Task to carry out
Reproduce the records that follow in full, excluding any picture they contain.

Dataset rows
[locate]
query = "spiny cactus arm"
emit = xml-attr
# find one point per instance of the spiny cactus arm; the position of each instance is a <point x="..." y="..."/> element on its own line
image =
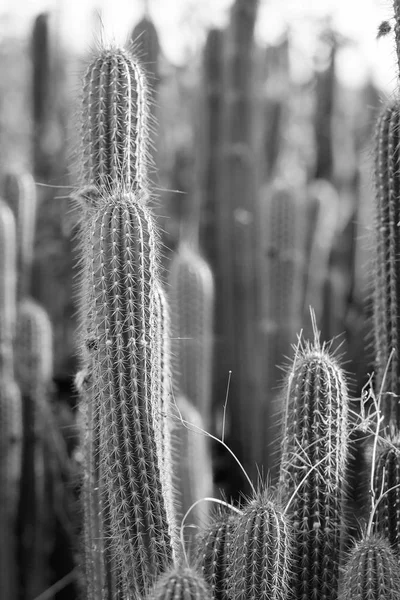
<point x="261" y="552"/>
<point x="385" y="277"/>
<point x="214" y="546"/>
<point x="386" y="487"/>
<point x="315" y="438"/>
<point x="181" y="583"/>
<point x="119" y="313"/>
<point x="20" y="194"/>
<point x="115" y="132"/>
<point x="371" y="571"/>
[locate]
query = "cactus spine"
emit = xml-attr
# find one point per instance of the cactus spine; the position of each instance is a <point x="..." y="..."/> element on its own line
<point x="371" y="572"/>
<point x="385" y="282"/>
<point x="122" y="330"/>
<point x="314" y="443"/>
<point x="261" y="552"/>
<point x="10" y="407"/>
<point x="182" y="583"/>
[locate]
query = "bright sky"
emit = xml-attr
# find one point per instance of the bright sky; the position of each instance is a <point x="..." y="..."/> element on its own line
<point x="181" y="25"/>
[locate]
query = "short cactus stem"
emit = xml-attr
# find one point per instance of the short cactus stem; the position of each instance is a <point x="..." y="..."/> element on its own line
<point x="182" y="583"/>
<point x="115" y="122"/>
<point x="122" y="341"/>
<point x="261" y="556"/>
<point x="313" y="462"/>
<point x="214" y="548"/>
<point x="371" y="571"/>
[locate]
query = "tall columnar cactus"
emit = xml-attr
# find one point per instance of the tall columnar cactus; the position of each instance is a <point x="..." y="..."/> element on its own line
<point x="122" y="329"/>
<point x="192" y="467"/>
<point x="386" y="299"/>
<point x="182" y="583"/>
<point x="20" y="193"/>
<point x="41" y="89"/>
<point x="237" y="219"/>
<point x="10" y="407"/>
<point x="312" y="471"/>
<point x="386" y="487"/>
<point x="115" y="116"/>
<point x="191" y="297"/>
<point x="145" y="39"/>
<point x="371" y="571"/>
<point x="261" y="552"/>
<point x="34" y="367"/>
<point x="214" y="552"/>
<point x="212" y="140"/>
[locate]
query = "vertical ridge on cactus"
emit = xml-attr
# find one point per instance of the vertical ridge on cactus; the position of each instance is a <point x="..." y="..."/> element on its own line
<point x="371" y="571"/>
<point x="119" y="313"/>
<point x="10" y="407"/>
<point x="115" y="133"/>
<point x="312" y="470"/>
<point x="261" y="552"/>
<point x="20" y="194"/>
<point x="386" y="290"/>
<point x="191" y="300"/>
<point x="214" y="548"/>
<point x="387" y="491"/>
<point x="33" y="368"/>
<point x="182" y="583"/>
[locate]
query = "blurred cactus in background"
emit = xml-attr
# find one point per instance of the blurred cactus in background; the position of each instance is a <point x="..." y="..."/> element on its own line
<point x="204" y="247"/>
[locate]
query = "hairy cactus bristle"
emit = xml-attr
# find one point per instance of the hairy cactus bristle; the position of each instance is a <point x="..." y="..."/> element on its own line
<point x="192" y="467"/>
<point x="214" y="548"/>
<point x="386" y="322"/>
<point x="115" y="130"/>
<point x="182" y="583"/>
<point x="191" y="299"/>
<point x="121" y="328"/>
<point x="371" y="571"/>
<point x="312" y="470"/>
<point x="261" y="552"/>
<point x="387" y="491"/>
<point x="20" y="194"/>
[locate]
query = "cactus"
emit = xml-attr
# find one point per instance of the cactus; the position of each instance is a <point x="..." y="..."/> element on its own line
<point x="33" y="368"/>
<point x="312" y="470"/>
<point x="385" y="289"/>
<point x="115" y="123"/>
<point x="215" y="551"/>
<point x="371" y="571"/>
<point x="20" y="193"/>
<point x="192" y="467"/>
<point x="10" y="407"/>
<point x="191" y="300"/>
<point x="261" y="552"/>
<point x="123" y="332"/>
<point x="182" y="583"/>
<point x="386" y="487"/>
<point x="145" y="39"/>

Answer to the task
[locate]
query = "spiny cactus arm"
emit = xml-attr
# find one point per instance of the spiny cactus arm; the position of each instance is a <point x="..." y="..."/> element on its own line
image =
<point x="261" y="552"/>
<point x="385" y="277"/>
<point x="214" y="546"/>
<point x="386" y="487"/>
<point x="315" y="438"/>
<point x="181" y="583"/>
<point x="119" y="313"/>
<point x="20" y="194"/>
<point x="115" y="132"/>
<point x="371" y="571"/>
[locate]
query = "cactus spine"
emit = xml-attr
# find one point per instance of the cactus spine; the position of each instance is a <point x="..." y="..."/> element on its own line
<point x="371" y="572"/>
<point x="385" y="282"/>
<point x="122" y="330"/>
<point x="314" y="443"/>
<point x="261" y="552"/>
<point x="10" y="407"/>
<point x="182" y="583"/>
[locate]
query = "bright sky"
emit = xml-attr
# find one point per instance of the bright sky; the position of each instance is a <point x="..." y="..."/> element on its own line
<point x="181" y="25"/>
[locate]
query = "short cactus stem"
emit = xml-attr
# find one point per instance of the short cactus stem; the position of each instance is a <point x="..." y="..."/> element on its own line
<point x="182" y="583"/>
<point x="115" y="122"/>
<point x="122" y="341"/>
<point x="261" y="556"/>
<point x="313" y="462"/>
<point x="214" y="548"/>
<point x="371" y="571"/>
[locate]
query = "tall columnar cactus"
emit = xml-attr
# find one point per instance of the tall columnar cactus; the position of each instance is a <point x="..." y="..."/> element on its own line
<point x="122" y="329"/>
<point x="192" y="467"/>
<point x="386" y="299"/>
<point x="182" y="583"/>
<point x="20" y="193"/>
<point x="41" y="89"/>
<point x="237" y="219"/>
<point x="10" y="407"/>
<point x="312" y="471"/>
<point x="386" y="487"/>
<point x="115" y="116"/>
<point x="191" y="297"/>
<point x="145" y="39"/>
<point x="371" y="571"/>
<point x="261" y="552"/>
<point x="34" y="367"/>
<point x="214" y="552"/>
<point x="212" y="140"/>
[locate]
query = "vertical ridge on cactus"
emit = xml-attr
# find one point per instance of the vertical ridge on cactus; the position of each instance is a <point x="..." y="..."/> element on its own line
<point x="371" y="571"/>
<point x="119" y="313"/>
<point x="10" y="407"/>
<point x="115" y="133"/>
<point x="312" y="470"/>
<point x="261" y="552"/>
<point x="20" y="194"/>
<point x="386" y="290"/>
<point x="191" y="300"/>
<point x="214" y="548"/>
<point x="387" y="491"/>
<point x="33" y="368"/>
<point x="182" y="583"/>
[locate]
query = "blurred cactus in background"
emit = xml-attr
# find one point per instance of the blurred cactus in background; the position of each instance is a <point x="..." y="..."/> element on its own line
<point x="204" y="247"/>
[locate]
query = "hairy cactus bristle"
emit = xml-attr
# find one point per instance of the hairy cactus bristle; the position of each instance is a <point x="..." y="..."/> element on its own line
<point x="192" y="467"/>
<point x="214" y="548"/>
<point x="386" y="322"/>
<point x="115" y="130"/>
<point x="182" y="583"/>
<point x="191" y="299"/>
<point x="121" y="328"/>
<point x="371" y="571"/>
<point x="312" y="470"/>
<point x="261" y="552"/>
<point x="387" y="491"/>
<point x="20" y="194"/>
[locate]
query = "cactus"
emit = xml-attr
# find one point per instance of the cactus; the position of each instance is a <point x="..." y="..."/> element on its own line
<point x="33" y="368"/>
<point x="312" y="470"/>
<point x="385" y="289"/>
<point x="115" y="123"/>
<point x="215" y="551"/>
<point x="371" y="571"/>
<point x="20" y="193"/>
<point x="192" y="467"/>
<point x="10" y="407"/>
<point x="191" y="300"/>
<point x="261" y="552"/>
<point x="123" y="332"/>
<point x="182" y="583"/>
<point x="386" y="487"/>
<point x="145" y="39"/>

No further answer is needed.